SUPPLIED DATA:
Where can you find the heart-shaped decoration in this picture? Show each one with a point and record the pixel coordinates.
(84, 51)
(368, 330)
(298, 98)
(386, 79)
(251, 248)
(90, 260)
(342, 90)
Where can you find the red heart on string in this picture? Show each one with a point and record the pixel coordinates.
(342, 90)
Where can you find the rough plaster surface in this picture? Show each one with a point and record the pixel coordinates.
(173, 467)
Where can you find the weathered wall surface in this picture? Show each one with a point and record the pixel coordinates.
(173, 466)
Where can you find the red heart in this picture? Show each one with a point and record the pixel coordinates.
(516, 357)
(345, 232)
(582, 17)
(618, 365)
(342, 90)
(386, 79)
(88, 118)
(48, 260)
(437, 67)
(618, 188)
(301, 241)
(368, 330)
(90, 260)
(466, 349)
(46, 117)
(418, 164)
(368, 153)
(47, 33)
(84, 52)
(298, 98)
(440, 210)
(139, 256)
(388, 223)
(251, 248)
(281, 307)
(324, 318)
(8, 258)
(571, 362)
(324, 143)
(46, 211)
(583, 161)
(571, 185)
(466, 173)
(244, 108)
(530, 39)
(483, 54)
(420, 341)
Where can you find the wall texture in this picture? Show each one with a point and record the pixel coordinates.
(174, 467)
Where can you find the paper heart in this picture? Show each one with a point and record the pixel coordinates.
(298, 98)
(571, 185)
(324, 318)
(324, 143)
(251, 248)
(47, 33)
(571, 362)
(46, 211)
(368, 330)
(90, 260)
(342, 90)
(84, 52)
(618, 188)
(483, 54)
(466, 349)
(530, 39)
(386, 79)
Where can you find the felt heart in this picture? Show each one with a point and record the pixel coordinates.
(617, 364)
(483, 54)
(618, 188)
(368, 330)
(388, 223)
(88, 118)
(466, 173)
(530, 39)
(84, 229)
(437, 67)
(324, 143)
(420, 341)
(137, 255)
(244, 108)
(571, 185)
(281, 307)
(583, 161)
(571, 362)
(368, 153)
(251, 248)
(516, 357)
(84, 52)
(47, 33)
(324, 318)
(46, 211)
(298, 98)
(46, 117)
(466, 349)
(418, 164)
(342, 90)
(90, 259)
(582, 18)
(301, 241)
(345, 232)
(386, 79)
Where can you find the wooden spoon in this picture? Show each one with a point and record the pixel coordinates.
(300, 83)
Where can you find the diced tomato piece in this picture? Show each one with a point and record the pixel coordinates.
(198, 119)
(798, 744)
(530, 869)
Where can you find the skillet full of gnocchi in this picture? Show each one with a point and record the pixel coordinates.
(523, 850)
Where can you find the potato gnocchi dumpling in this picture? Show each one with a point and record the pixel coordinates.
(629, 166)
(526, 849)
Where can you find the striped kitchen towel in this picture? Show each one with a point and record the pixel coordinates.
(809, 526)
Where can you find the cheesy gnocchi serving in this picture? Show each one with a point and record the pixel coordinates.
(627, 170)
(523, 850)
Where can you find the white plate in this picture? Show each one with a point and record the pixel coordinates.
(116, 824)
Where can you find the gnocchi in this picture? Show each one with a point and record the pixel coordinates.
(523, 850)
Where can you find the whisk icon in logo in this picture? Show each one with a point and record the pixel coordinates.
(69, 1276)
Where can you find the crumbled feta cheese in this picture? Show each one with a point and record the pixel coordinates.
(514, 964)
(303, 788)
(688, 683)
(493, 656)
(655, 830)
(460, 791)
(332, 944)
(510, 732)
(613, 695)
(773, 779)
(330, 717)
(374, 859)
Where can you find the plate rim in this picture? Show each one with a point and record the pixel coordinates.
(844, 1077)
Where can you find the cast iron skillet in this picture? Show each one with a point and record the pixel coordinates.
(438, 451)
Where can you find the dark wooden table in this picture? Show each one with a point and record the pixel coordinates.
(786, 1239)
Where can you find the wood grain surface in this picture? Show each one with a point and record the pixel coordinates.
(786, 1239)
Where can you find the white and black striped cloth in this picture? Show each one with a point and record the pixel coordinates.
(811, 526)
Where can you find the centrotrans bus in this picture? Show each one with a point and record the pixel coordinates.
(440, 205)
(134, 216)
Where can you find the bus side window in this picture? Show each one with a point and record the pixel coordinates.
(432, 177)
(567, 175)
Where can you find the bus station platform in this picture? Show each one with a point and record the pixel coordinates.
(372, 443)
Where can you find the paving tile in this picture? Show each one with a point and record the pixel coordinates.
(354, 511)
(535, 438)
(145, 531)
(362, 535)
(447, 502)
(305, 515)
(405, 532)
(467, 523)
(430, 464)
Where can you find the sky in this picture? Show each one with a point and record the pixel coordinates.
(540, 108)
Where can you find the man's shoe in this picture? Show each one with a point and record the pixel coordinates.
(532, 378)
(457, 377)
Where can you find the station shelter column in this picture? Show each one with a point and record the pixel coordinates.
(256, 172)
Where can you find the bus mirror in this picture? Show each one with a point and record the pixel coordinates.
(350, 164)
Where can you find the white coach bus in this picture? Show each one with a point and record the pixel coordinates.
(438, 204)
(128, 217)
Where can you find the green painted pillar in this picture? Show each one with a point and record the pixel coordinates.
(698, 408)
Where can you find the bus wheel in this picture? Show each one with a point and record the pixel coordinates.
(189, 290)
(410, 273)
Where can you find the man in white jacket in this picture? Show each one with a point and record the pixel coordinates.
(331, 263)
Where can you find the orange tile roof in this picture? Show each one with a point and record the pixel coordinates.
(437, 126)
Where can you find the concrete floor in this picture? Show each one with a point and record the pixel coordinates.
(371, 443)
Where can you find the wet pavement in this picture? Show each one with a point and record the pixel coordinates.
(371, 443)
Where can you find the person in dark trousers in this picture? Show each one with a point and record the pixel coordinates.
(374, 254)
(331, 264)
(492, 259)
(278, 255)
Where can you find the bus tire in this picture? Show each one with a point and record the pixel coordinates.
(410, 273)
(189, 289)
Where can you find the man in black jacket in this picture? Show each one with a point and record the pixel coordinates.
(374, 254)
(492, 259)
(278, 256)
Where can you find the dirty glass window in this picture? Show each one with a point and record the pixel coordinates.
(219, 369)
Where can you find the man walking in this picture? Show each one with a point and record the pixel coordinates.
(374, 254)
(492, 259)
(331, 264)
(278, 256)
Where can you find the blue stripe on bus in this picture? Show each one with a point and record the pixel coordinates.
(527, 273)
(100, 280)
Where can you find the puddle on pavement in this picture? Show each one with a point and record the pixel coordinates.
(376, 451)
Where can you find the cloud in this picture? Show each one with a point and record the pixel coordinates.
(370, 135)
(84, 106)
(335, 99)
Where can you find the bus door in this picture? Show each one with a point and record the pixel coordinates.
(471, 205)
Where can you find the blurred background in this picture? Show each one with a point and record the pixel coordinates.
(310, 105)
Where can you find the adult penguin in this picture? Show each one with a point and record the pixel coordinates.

ASSIGNMENT: Could you set down every record exactly as given?

ANSWER TO THIS TASK:
Where can you find the heart-shaped decoration in this picture? Show each one with a point and record the pixel coordinates.
(84, 51)
(368, 330)
(298, 98)
(386, 79)
(251, 248)
(90, 260)
(342, 90)
Where can you find the red heart on string in this picture? Show each one with a point and record the pixel coordinates.
(342, 90)
Where can you find the rough plaster surface in this picture? Show each one with a point and record the pixel coordinates.
(173, 467)
Where can you find the weathered wall surface in this picture? Show each one with a point and record the pixel coordinates.
(173, 466)
Where can you find the red heart in this picture? Show each one with a point and record the pixel coordinates.
(516, 357)
(345, 232)
(582, 17)
(618, 365)
(342, 90)
(386, 79)
(88, 118)
(48, 260)
(437, 67)
(618, 188)
(301, 241)
(368, 330)
(90, 260)
(466, 349)
(46, 117)
(418, 164)
(368, 153)
(47, 33)
(84, 52)
(298, 98)
(440, 210)
(139, 256)
(388, 223)
(251, 248)
(281, 307)
(324, 318)
(8, 258)
(571, 362)
(324, 143)
(46, 211)
(583, 161)
(571, 185)
(466, 173)
(244, 108)
(530, 39)
(483, 54)
(420, 341)
Where can you find the wall texture in this picture? Show each one with a point and record the pixel coordinates.
(174, 467)
Where can you find the paper heart in this picture? Show each one with a point and record the pixel coordinates.
(298, 98)
(571, 185)
(324, 318)
(324, 143)
(251, 248)
(47, 33)
(571, 362)
(46, 211)
(368, 330)
(90, 260)
(342, 90)
(84, 52)
(618, 188)
(483, 54)
(466, 349)
(530, 39)
(386, 79)
Where can you find the felt heart in this picture? Show each one with a point and record the pixel coordinates.
(617, 364)
(483, 54)
(618, 188)
(368, 330)
(388, 223)
(88, 118)
(466, 173)
(530, 39)
(84, 229)
(437, 67)
(324, 143)
(420, 341)
(137, 255)
(244, 108)
(571, 185)
(281, 307)
(583, 161)
(571, 362)
(368, 153)
(251, 248)
(516, 357)
(84, 52)
(47, 33)
(324, 318)
(46, 211)
(298, 98)
(46, 117)
(466, 349)
(418, 164)
(342, 90)
(90, 259)
(582, 18)
(301, 241)
(345, 232)
(386, 79)
Where can you find the wooden spoon in this picture? Show each one with a point and record the pixel coordinates.
(300, 83)
Where can you find the diced tomato piece in this picture? Show each one with a point and record the pixel coordinates.
(198, 119)
(798, 744)
(530, 869)
Where can you find the skillet full of gnocchi in this picture? Show each one with a point and record the pixel coordinates.
(523, 850)
Where can you find the potato gnocchi dumpling in this picture? Show each one with a point and record the pixel coordinates.
(629, 166)
(526, 849)
Where can you find the striped kitchen towel in this picture? Show each one with a point and record the pixel coordinates.
(809, 526)
Where can you find the cheesy gnocchi serving in this picture? Show each one with a point and record the pixel coordinates.
(627, 170)
(523, 850)
Where can you find the white plate in this picture? Show each one with a point and record the pixel coordinates.
(116, 824)
Where can you find the gnocchi in this picture? Show each one with a point and record the pixel coordinates.
(523, 850)
Where can you find the whisk icon in logo in this picture? Show each one with a point and record the pixel coordinates.
(69, 1276)
Where can you find the crumbled feta cheese in this picture? Show each one with a point and record the pixel coordinates.
(514, 964)
(303, 788)
(688, 683)
(493, 656)
(655, 830)
(460, 791)
(332, 944)
(510, 732)
(613, 695)
(773, 779)
(330, 717)
(374, 859)
Where can you find the plate rim in this picture? Show each one with a point and record the pixel coordinates.
(844, 1077)
Where can you find the cast iron skillet in this picture? Show each one with a point and record the pixel coordinates.
(438, 451)
Where can you find the dark wooden table in this picture? Show each one with a point and record the pixel coordinates.
(786, 1239)
Where can you find the wood grain surface in this picture? Show each one with a point and record the pixel coordinates.
(786, 1239)
Where can you find the white and black striped cloth in this picture? Show each one with a point and record the pixel coordinates.
(811, 526)
Where can you find the centrotrans bus in this picture? Show each one with a point and record the pixel coordinates.
(440, 205)
(134, 216)
Where can you find the bus side window in this picture? Show each one with a point and record the pixel coordinates.
(432, 177)
(567, 175)
Where can you find the bus station platform in this picture? Show each one with a point and record the pixel coordinates.
(372, 443)
Where can you find the paving tile in this picture? Show each one with a point and record the pixel coordinates.
(354, 511)
(535, 438)
(145, 531)
(362, 535)
(447, 502)
(305, 515)
(405, 532)
(467, 523)
(430, 464)
Where can you find the sky in this picture? Show each one with a point and record the pixel coordinates.
(540, 108)
Where can you find the man's shoe in this picture? Show each one with a point and record the pixel coordinates.
(532, 378)
(457, 377)
Where can you find the station shelter column in this picture? Show each one with a point and record the pixel coordinates.
(256, 172)
Where can you find the bus mirror in this picture? Show each one with a point and record the pixel coordinates.
(350, 164)
Where can you find the white coach bus in this picture? Show each one with a point and record the pixel coordinates.
(438, 204)
(128, 217)
Where can you find the green painted pillar in this picture? Show each one with a point and record the pixel coordinates.
(698, 408)
Where can you find the bus wheel in this picture? Show each one with a point and record the pixel coordinates.
(189, 290)
(410, 273)
Where can you find the man in white jacket in this picture? Show each one with a point and record the pixel coordinates.
(331, 263)
Where can you find the orange tile roof in this picture? Show each one with a point and record the pixel coordinates.
(437, 126)
Where can you find the concrete floor in this picture? Show each one with a point and record the pixel coordinates.
(371, 443)
Where can you find the wet pavement in this picture? Show each one with a point and record the pixel coordinates.
(371, 443)
Where can you find the person in dark trousers in this picture? Show each one with a point and record the pixel coordinates.
(374, 254)
(331, 264)
(492, 259)
(278, 255)
Where can you find the bus tire in this picture? Show each one with a point and record the pixel coordinates.
(410, 273)
(189, 289)
Where can you find the man in black jacket in this picture? Show each one with a point and record the pixel coordinates.
(374, 254)
(492, 259)
(278, 256)
Where can you find the dirty glass window in this picture? Show each one with a point and record the pixel coordinates.
(219, 369)
Where can you find the man walking in this picture? Show each one with a point and record the pixel coordinates.
(374, 254)
(492, 259)
(331, 264)
(278, 256)
Where can you find the blue stripe on bus in this picture? Show each one with a point and record the pixel coordinates.
(527, 273)
(100, 280)
Where can you find the puddle on pavement in this picture? Show each one with a point and record the pixel coordinates.
(376, 451)
Where can you find the cloud in this picture? Show each one with a point and record the pixel coordinates.
(370, 135)
(84, 106)
(335, 99)
Where can you find the bus door in this picture? Show each one with a point and record the pixel coordinates.
(471, 205)
Where can you find the blurred background in this picture? Show each one with a point and record the pixel coordinates.
(310, 105)
Where can you find the adult penguin in this picture? Show each one with a point and record the pixel coordinates.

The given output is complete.